EXCERPT TO READ:
*** Block opens ***

Chavez heir wins slim victory in Venezuela - maybe

Nicolas Maduro, the anointed heir of Hugo Chavez, won a very slim majority in the presidential election on Sunday, setting up the possibility of a recount amid accusations by the opposition of fraud.

Justice First candidate Henrique Capriles did far better than the polls said he was going to, and the narrow 235,000 vote victory for Maduro raises serious questions about the validity of the vote given that the entire electoral machinery is in the hands of the socialist government.

Reuters:

The 50-year-old former bus driver, whom Chavez named as his preferred heir before dying from cancer, edged out opposition challenger Henrique Capriles with 50.7 percent of the votes in Sunday's election, according to election board returns. Capriles took 49.1 percent, a difference of just 235,000 ballots.

Capriles, whose strong showing beat most forecasts, refused to recognize the result and said his team had a list of more than 3,000 irregularities ranging from gunshots to the illegal reopening of polling centers.

"I didn't fight against a candidate today, but against the whole abuse of power," said Capriles, the 40-year-old governor of Miranda state, demanding a recount.

"Mr. Maduro, you were the loser ... This system is collapsing, it's like a castle of sand - touch it and it falls."

A protracted election dispute could cause instability in a deeply polarized nation with the world's largest oil reserves.

Though some opposition supporters chanted "fraud," banged pots and pans and burned tires in protest, Capriles did not call them onto the streets en masse.

Maduro said he would accept a full recount, even as he insisted his victory was clean and dedicated it to Chavez.

*** Block closes ***

SOURCE MATERIAL:
*** Block opens ***

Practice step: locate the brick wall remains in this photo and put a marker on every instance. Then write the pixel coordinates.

*** Block closes ***
*** Block opens ***

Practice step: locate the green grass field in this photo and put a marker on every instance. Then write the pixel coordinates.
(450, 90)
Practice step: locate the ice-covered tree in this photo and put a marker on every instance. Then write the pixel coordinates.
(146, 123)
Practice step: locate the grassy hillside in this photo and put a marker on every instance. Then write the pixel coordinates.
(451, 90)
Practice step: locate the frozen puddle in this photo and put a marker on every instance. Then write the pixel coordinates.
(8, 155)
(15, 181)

*** Block closes ***

TASKS:
A. In the article on Venezuela's presidential election, how many irregularities did Capriles say his team had on its list?
B. Continue the article on Venezuela's presidential election, starting after its final sentence about Maduro and the recount.
The rows have nothing to do with the article on Venezuela's presidential election.

OUTPUTS FOR THE TASKS:
A. More than 3,000.

B.
"We've had a fair, legal and constitutional triumph," Maduro told his victory rally. "To those who didn't vote for us, I call for unity. We are going to work together for the security and economy of this country."

The election board said Maduro's win was "irreversible" and gave no indication of when it might carry out an audit.

Maduro's slim victory provides an inauspicious start for the "Chavismo" movement's transition to a post-Chavez era, and raises the possibility that he could face challenges from rivals within the disparate leftist coalition.

Chavez beat Capriles by 11 percentage points in October, showing how quickly the gap between the two sides has eroded without the larger-than-life presence of the former leader. It raises doubts about the long-term appeal and durability of a movement that Chavez built, led and held together throughout his 14 years in power.

A recount won't prove fraud if the ballot boxes have been stuffed already. The problem is with total government control of the electoral system, the opportunity to get away with almost unlimited fraud is huge. Capriles may have won by a million votes but we'll probably never know.